INFORMATION SUPPLIED ▸
------------------------------------

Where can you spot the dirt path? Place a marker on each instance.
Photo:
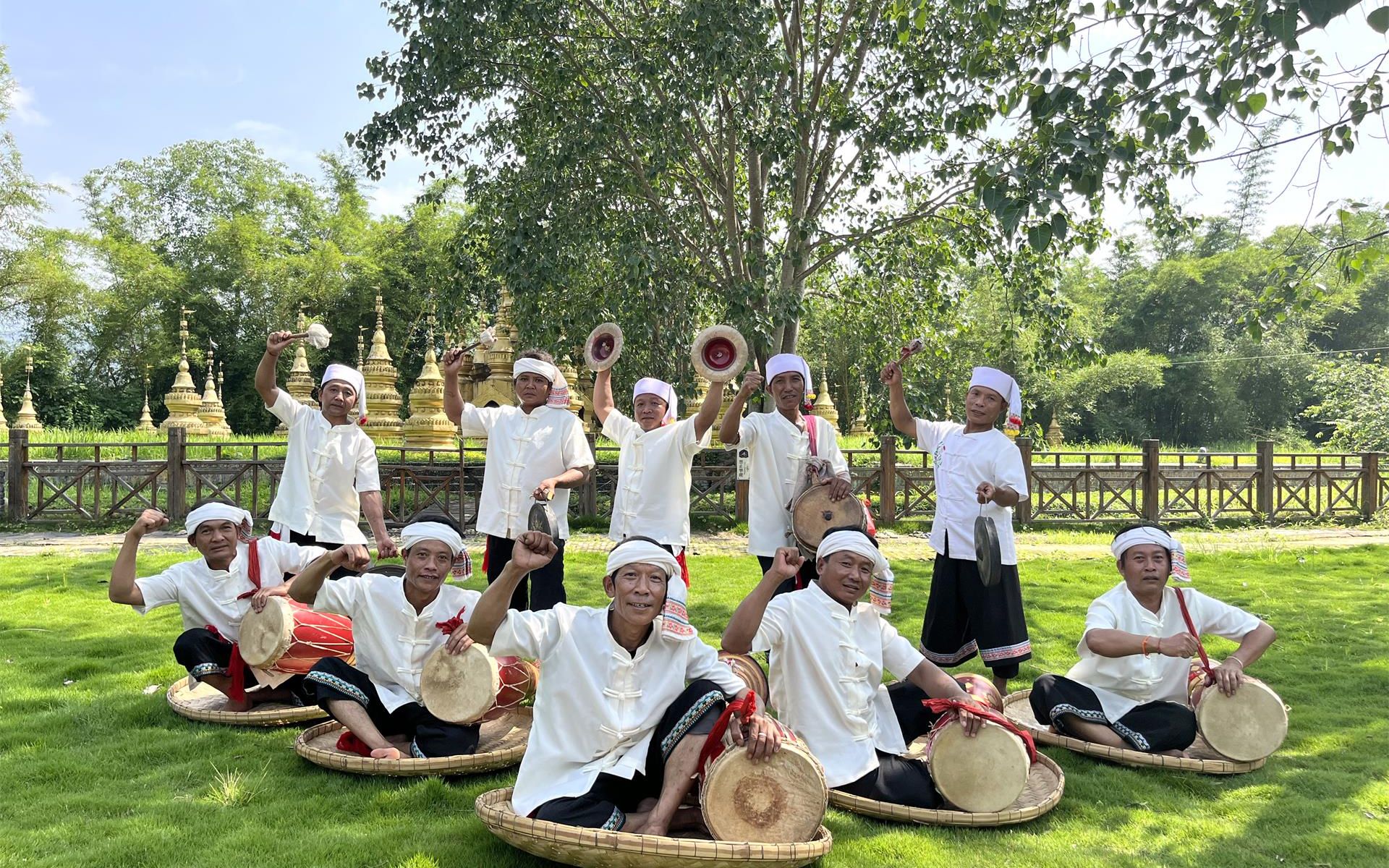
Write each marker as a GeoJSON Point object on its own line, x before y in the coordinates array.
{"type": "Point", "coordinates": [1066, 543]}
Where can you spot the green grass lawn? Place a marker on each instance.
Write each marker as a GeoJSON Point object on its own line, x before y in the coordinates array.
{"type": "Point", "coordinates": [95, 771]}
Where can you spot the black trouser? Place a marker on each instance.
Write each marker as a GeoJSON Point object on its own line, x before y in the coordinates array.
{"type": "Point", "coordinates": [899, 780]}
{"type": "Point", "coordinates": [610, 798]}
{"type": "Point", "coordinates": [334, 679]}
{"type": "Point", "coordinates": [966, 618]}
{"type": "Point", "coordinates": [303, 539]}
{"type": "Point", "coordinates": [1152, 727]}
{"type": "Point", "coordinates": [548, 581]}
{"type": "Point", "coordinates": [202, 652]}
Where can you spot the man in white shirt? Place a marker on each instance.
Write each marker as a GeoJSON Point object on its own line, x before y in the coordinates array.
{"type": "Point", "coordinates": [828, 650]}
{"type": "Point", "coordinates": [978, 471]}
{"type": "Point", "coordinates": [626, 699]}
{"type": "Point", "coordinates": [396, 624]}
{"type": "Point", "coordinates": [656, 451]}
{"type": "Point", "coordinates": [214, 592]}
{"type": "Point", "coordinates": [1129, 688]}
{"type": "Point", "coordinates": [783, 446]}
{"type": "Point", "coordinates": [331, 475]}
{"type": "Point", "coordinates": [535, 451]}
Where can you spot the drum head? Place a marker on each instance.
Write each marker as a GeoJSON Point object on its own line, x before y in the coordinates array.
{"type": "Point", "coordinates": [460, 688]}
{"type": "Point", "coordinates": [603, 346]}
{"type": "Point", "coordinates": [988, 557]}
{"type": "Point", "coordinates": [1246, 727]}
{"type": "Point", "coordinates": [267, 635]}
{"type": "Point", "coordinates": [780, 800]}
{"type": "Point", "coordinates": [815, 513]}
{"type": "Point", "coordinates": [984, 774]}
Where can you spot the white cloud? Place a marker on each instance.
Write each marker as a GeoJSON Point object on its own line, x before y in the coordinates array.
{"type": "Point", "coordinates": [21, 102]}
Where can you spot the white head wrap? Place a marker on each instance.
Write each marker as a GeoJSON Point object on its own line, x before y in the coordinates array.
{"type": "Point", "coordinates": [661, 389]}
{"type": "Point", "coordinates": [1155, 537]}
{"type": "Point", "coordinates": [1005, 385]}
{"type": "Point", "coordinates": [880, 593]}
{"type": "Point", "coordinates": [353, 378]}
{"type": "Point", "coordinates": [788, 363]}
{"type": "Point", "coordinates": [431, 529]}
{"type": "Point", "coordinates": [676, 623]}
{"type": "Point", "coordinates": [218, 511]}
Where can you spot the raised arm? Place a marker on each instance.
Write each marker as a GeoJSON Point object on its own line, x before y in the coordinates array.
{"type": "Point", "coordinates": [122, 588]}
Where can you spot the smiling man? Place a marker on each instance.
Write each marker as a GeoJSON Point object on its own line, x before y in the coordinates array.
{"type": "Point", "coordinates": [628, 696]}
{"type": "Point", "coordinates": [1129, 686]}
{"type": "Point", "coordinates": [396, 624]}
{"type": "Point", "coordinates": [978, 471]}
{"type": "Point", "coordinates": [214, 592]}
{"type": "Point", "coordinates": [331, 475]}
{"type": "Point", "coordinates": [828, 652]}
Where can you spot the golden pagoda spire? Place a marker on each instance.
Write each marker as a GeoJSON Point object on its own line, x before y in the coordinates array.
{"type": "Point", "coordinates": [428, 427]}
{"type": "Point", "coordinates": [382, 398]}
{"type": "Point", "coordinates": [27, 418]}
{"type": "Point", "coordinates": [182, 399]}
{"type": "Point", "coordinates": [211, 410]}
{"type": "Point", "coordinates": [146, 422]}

------------------------------------

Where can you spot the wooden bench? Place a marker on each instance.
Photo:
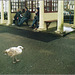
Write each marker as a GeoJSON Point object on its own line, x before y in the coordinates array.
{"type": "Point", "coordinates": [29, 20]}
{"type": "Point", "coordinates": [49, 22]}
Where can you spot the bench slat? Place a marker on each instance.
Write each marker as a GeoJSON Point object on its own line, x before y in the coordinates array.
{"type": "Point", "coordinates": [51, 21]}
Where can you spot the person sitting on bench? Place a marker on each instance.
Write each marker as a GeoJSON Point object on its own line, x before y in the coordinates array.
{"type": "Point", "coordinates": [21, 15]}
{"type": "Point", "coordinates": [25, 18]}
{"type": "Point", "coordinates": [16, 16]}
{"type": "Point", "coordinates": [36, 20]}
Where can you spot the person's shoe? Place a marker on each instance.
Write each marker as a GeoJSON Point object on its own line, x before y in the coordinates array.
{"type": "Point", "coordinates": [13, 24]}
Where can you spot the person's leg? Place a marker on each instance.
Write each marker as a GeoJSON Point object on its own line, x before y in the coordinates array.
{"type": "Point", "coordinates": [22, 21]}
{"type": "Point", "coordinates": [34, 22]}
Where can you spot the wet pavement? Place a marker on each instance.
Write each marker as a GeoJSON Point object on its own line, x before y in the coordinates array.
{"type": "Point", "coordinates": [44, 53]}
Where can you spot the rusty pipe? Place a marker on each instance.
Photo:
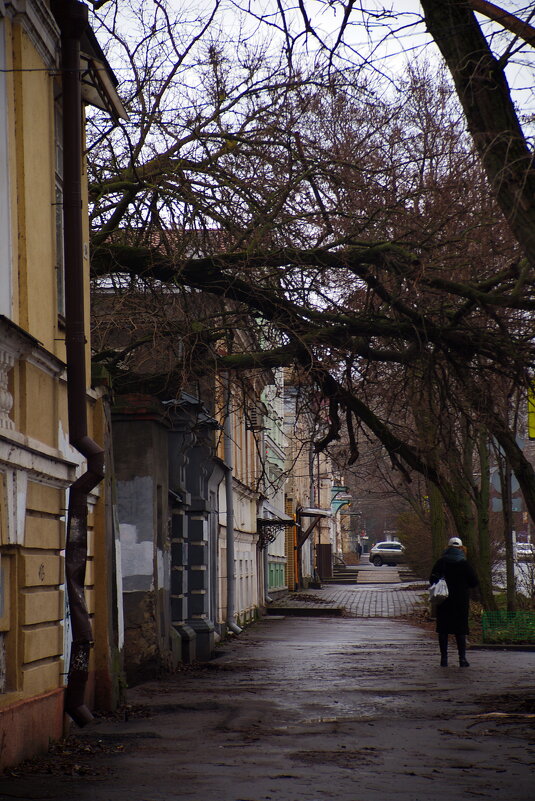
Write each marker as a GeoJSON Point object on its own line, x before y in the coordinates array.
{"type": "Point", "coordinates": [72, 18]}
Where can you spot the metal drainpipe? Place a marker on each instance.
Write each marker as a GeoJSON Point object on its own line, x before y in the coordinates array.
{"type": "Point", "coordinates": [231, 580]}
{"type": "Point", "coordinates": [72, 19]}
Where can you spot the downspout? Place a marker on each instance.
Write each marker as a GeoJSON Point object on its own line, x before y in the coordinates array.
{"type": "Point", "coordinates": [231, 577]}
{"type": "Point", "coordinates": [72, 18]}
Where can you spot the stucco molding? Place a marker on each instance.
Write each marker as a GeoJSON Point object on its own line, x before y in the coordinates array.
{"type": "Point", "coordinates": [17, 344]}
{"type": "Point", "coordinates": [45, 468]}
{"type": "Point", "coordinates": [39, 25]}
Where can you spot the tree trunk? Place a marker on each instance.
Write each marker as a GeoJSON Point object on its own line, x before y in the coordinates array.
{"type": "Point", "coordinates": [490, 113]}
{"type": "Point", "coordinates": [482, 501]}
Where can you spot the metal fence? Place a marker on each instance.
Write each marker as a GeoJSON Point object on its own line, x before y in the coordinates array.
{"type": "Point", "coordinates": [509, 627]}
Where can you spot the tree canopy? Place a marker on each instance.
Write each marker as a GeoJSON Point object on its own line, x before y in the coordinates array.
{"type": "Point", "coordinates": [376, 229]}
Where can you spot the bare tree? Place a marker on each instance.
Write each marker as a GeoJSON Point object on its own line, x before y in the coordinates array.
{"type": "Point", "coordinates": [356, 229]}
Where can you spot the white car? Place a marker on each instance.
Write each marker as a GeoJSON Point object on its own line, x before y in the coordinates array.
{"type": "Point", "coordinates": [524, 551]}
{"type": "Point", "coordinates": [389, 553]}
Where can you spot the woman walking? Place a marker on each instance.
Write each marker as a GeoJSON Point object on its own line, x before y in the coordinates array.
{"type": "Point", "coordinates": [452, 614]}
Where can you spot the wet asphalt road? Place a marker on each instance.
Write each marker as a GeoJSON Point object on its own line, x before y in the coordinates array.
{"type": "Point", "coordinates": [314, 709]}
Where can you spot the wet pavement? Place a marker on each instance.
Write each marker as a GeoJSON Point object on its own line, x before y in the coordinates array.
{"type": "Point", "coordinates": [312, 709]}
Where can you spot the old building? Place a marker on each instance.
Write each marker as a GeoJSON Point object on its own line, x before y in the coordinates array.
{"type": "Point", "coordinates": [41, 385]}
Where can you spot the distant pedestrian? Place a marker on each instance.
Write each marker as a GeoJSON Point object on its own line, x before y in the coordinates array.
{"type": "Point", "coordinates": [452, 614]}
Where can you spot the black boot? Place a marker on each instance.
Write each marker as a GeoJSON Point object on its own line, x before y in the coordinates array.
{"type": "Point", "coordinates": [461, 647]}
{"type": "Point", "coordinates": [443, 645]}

------------------------------------

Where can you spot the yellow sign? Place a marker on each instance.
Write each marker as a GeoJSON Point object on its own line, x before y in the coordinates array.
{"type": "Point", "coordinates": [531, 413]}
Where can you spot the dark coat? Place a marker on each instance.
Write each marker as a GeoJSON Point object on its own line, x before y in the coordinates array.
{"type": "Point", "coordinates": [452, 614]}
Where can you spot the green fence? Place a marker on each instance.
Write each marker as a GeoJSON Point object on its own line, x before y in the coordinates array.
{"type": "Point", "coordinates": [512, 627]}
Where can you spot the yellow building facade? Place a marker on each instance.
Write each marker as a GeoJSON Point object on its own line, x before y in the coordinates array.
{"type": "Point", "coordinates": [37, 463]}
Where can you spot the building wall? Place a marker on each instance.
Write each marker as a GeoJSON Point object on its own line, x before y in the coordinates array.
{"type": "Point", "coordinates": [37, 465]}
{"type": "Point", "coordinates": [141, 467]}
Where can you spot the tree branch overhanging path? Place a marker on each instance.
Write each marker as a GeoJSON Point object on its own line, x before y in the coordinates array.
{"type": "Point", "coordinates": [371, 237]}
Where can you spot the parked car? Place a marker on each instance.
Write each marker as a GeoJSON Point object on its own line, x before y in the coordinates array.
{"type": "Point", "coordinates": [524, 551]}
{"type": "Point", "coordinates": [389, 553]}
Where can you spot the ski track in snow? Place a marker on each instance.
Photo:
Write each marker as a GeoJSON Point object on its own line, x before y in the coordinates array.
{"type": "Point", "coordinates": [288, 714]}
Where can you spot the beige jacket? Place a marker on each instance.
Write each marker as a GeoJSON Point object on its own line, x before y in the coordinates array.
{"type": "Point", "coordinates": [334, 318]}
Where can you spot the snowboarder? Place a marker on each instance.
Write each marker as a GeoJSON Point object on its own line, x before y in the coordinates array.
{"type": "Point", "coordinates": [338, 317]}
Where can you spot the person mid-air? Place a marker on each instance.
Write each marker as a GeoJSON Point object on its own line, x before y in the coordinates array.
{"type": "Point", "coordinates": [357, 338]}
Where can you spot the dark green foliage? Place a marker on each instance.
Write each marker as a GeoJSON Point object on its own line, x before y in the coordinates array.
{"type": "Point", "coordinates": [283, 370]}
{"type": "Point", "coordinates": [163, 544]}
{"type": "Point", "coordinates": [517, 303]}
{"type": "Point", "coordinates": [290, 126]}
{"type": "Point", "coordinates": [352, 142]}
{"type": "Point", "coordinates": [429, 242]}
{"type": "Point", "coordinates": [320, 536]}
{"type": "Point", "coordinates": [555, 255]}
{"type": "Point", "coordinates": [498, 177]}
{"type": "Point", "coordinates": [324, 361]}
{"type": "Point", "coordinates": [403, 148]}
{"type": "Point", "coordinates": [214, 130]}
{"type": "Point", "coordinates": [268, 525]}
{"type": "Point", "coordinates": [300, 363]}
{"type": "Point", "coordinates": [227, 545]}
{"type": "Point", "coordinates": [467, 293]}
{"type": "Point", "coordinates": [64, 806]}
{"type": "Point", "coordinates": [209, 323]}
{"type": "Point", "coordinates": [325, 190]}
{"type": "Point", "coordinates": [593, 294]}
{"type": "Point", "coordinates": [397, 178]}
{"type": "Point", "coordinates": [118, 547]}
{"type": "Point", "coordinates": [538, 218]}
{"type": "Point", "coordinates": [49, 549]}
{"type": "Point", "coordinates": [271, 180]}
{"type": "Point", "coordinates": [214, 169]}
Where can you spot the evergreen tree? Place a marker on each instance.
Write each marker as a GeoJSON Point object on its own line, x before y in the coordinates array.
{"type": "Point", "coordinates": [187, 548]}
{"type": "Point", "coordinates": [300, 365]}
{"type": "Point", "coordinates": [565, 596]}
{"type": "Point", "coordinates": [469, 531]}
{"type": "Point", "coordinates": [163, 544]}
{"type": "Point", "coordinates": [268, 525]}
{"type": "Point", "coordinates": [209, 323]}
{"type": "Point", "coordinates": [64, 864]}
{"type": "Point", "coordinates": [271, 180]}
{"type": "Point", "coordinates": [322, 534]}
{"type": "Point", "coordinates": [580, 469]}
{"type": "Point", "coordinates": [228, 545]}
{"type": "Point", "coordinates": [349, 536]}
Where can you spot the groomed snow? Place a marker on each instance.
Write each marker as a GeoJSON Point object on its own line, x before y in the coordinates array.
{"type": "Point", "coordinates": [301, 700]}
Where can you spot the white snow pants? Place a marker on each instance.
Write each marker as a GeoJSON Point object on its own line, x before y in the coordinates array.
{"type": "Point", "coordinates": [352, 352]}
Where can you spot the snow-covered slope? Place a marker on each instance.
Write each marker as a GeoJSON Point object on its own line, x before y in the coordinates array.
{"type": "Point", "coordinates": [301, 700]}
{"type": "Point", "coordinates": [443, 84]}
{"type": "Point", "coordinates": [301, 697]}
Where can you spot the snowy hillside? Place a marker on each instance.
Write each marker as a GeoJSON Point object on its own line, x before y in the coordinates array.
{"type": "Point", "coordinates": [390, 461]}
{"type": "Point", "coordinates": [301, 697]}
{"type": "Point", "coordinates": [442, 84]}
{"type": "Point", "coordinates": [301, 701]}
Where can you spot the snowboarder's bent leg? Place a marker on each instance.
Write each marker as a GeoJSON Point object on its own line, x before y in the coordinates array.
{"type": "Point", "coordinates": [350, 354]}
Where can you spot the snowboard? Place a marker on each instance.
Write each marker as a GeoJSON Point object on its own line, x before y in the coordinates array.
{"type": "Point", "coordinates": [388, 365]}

------------------------------------

Copy out each line of the data above that contains the string "metal". Case matters when matching.

Where can you spot the metal drainpipe? Place a marker on each instance.
Where can you spot the metal fence? Place a marker on each instance.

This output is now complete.